Here, long before ever being haunted by ghosts, Ellis is haunted by trolls. Played by Lord of the Rings: The Rings of Power‘s Augustus Prew, our big-screen cartoonist similarly draws, works at BuzzFeed and eventually encounters a spooky circumstance that derails his life. But first, we see him taking to Twitter, compulsively seeking out the few negative comments among a sea of compliments.
And even as his co-workers give the useful advice to not “feed the trolls,” we see Ellis slip further and further into the habit of sparring with accounts that can collectively be described as firstname bunchofnumbers.
It’s all loosely mirrored in David’s parallel origin story — which involves an unfortunate child cyberbullied with some of the most hilariously awkward dialogue written outside of an Archie comic — and the finale, which involves the unbelievably heavy-handed metaphor of a kill using a wifi router.
Combined with wooden lines (“Say goodnight to your cyber-friends,” and his boyfriend’s ham-fisted relationship metaphor: “We gotta maintain full signal between us or the call gets dropped,” are among my favourites) and a convoluted plot that skips between horror genres without ever landing on one long enough to build suspense, there’s little scaffolding to hold up this cautionary tale.
Trolling the trolls
And though, according to director John McPhail, Ellis himself had relatively little to do with the final story, it feels like he and its writers harkened too far into Ellis’s own life as a building block for the movie’s centre. Because while we often gravitate to horror for the novelty of experiencing danger you’re pretty much guaranteed to survive, some of the most well-worn — and expected — tropes in the genre surround punishment.
From classics I Know What You Did Last Summer, to Friday the 13th, to the more recent IT, Hereditary, Final Destination and Knock at the Cabin, these movies set up the gore as a consequence of something its characters did — especially if those characters are women, people of colour or gay.
And as our genuine monster-tale is continually interrupted by a barrage of profanity-filled comments no more evil than what we’d encounter scrolling down the average YouTube page, it feels more like that’s what the movie wants to be about: the trolls punished for trolling, and Ellis for daring to challenge them.

[Dataset items]
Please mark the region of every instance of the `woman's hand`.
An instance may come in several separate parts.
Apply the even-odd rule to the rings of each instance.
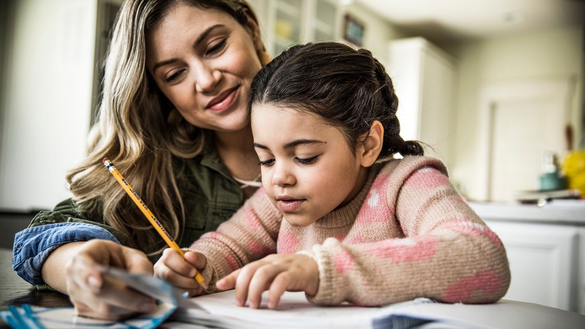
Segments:
[[[305,255],[272,254],[250,263],[217,282],[222,290],[236,287],[236,300],[243,306],[246,299],[250,307],[257,309],[262,292],[269,290],[268,307],[274,309],[285,291],[305,292],[314,295],[319,287],[319,268]]]
[[[197,270],[202,270],[207,263],[207,259],[202,253],[187,251],[184,258],[176,250],[167,248],[154,264],[154,275],[186,290],[190,296],[197,296],[201,293],[203,288],[195,279],[195,275]]]
[[[60,246],[47,258],[42,273],[45,282],[69,295],[82,316],[118,320],[154,309],[152,298],[108,277],[103,265],[153,273],[152,263],[142,251],[97,239]]]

# Problems
1. Gather every line of the listing that contains the word "instance", matching case exactly.
2. Please continue the review of the horror movie about online trolls, picking up right after its final sentence.

# Task-by-task results
1.
Please mark the region of every instance of the `woman's hand`.
An instance may come in several separate parts.
Apply the even-odd rule to the rings of each instance.

2.
The problem, though, is how Dear David chooses to frame it. Because if we’re here to vilify the trolls, we would need to have a character who is actually punished — which is very obviously missing here. And if it were to punish Ellis, we’d need the horror side of the story to take precedence — and maybe for Ellis to not still be engaging with trolls to this day.
Instead, the scares are so light it’s hard to believe this movie is anything but an op-ed about how hard it is to be Adam Ellis — the supernatural horror element just gilding over a very-special-episode about why you shouldn’t have posted that comment to him. And even taking the horror at face value, it’s still too neatly packaged and cartoonish to feel scary — as is generally the case with what Ellis has largely been putting out as artsy horror content since he left Buzzfeed four years ago.
Though drawn with stellar talent, both the story and the style come off as trying too hard to convince you of the uncanny than actually exhibiting it. Like how Heath Ledger depiction of the Joker had an effortlessness quality that gives genuine chills while Jared Leto’s just felt like an over-enthusiastic cosplay, the horror here is trying much too hard to unsettle anyone. If something like artist Junji Ito’s horror rawness is on one end of the spectrum, Ellis’s corporatized Buzzfeed work is right next to CalArts and JibJab.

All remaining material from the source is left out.